Return the records that follow, matching each one exactly.

[Items from a dataset]

##############################

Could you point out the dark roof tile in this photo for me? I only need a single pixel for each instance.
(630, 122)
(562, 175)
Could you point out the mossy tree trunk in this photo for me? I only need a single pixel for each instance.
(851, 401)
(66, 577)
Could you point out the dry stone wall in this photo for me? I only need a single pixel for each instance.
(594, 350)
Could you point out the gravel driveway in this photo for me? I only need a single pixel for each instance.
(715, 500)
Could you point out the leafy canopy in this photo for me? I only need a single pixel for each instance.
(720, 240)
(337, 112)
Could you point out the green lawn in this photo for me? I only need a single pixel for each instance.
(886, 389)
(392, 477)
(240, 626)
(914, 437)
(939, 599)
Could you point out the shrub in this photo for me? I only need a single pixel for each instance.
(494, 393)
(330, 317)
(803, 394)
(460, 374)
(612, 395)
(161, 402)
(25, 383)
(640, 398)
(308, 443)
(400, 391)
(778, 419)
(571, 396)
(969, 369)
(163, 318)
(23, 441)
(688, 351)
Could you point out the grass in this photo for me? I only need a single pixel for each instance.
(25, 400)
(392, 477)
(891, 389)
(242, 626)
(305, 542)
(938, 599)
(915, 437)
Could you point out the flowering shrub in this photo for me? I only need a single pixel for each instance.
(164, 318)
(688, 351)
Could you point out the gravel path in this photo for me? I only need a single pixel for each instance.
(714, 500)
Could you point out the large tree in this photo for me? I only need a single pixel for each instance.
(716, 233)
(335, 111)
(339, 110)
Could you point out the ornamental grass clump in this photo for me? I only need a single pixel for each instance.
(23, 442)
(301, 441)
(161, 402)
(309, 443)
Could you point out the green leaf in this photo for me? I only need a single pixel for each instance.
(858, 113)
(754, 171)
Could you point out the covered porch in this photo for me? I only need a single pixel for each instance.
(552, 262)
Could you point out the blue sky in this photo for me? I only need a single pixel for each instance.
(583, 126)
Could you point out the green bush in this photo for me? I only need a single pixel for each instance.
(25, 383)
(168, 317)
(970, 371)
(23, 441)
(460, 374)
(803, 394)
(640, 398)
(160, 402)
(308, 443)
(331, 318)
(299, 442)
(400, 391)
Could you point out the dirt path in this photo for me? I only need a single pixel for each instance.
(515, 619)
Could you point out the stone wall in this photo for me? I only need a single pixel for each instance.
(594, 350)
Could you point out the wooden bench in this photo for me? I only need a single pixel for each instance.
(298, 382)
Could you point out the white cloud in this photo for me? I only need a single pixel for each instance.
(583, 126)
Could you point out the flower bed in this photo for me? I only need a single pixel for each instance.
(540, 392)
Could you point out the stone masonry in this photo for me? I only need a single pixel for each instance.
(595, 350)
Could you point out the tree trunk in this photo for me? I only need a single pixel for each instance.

##############################

▶ _FINAL RESULT_
Could you point out the dark roof tile in this photo for me? I only need a single pixel for each instance.
(630, 122)
(562, 175)
Could you point out the mossy tree trunk in this photo for me? I only need a single pixel for each instance.
(851, 401)
(66, 577)
Could you point out the dry stone wall in this photo for me? I only need a single pixel for each instance.
(594, 350)
Could you point out the gravel driveway in this photo for me? I only need a single pixel for each instance.
(715, 500)
Could you point out the leafy canopy in this photo for me? I only need a single pixel for each instance.
(720, 240)
(337, 112)
Could you point out the green lawn in this photo for me? I only need a single pixel for each instance.
(886, 389)
(392, 477)
(240, 626)
(914, 437)
(939, 599)
Could you point out the shrub in this photo for me? I only need a single pixel for each instance.
(494, 393)
(330, 317)
(803, 394)
(460, 374)
(612, 395)
(161, 402)
(25, 383)
(640, 398)
(308, 443)
(400, 391)
(778, 419)
(571, 396)
(969, 369)
(163, 318)
(23, 441)
(688, 351)
Could you point out the grass in this photo for me? I only need a single pixel for each instance.
(25, 400)
(392, 477)
(891, 389)
(242, 626)
(305, 542)
(938, 599)
(915, 437)
Could you point out the flowering shrub in this photo for me? I only need a single pixel for each instance.
(164, 318)
(688, 351)
Could you point out the gravel path in this photo for me? I only need a single pixel for each instance.
(714, 500)
Could you point out the large tree in this photo for me? I only need a single pixel for each instance.
(716, 233)
(335, 111)
(339, 110)
Could you point out the ornamental grass clump in this photo for me? I only need a single pixel for each instance.
(23, 442)
(301, 441)
(161, 402)
(309, 443)
Could you point out the green leaf in this photo for me? I only need a single pixel for each instance.
(858, 113)
(754, 171)
Could you point out the covered porch in this photo for me? I only need a single pixel for each instance.
(552, 262)
Could you point out the blue sky in this photo for me? I only need a single pixel for each instance.
(583, 126)
Could you point out the green bush in this photo for me? I only need a single pixel for each instance.
(25, 383)
(168, 317)
(970, 371)
(23, 441)
(460, 374)
(803, 394)
(640, 398)
(160, 402)
(308, 443)
(331, 318)
(299, 442)
(400, 391)
Could you point out the dirt path in this photo for me? I only need a single pixel for each instance.
(515, 619)
Could you point out the stone wall in this photo for me? I only need a single pixel for each instance.
(594, 350)
Could you point out the wooden bench in this photo for me? I only need a single pixel for each instance.
(298, 382)
Could you point out the white cloud in this photo for me? I only need a single pixel for each instance.
(583, 126)
Could you point out the flower bed in this photo for me? I only need a single pixel for each instance.
(540, 392)
Could you point out the stone masonry in this photo for me? I only need a single pixel for each instance.
(595, 350)
Could you point out the tree trunk in this photo for me? I only need a single pixel for each instance.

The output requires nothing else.